WHAT NEEDS TO BE DONE
The entries below are to be given back exactly, with images excluded.

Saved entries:
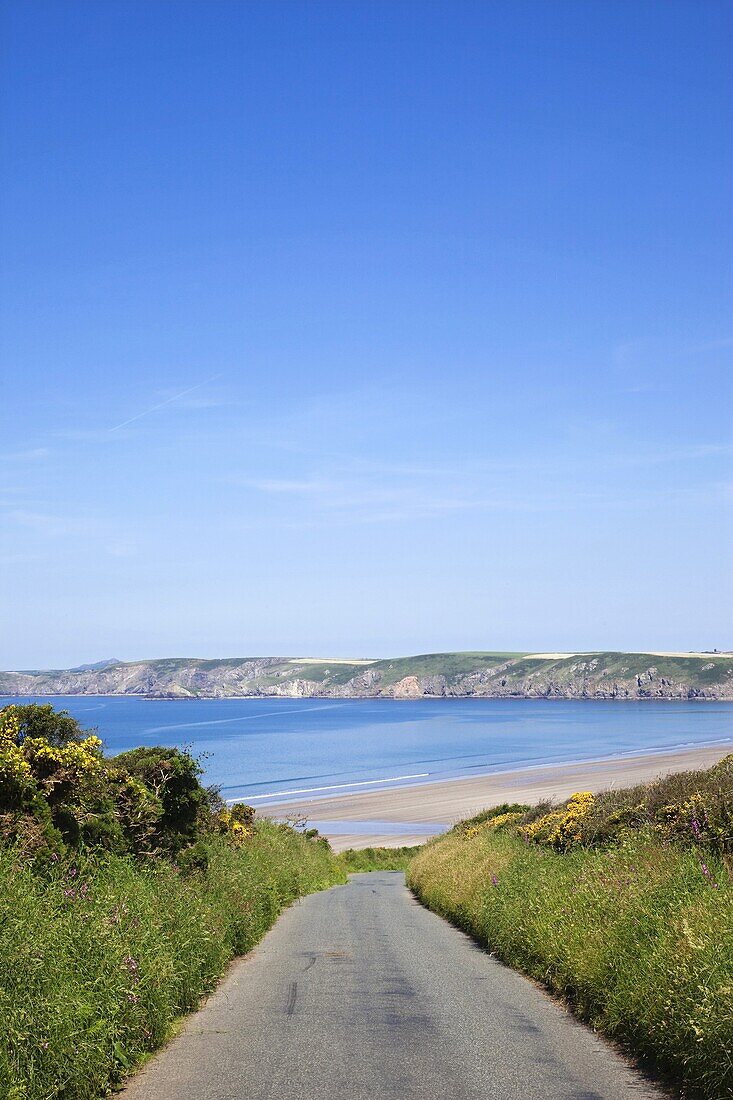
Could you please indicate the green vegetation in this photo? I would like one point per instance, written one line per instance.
(378, 859)
(621, 903)
(609, 674)
(126, 888)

EXERCISE ANSWER
Could you please indicate the green vegetation in this photo? I would like one point per instance, written one line per instance.
(378, 859)
(621, 903)
(609, 674)
(126, 888)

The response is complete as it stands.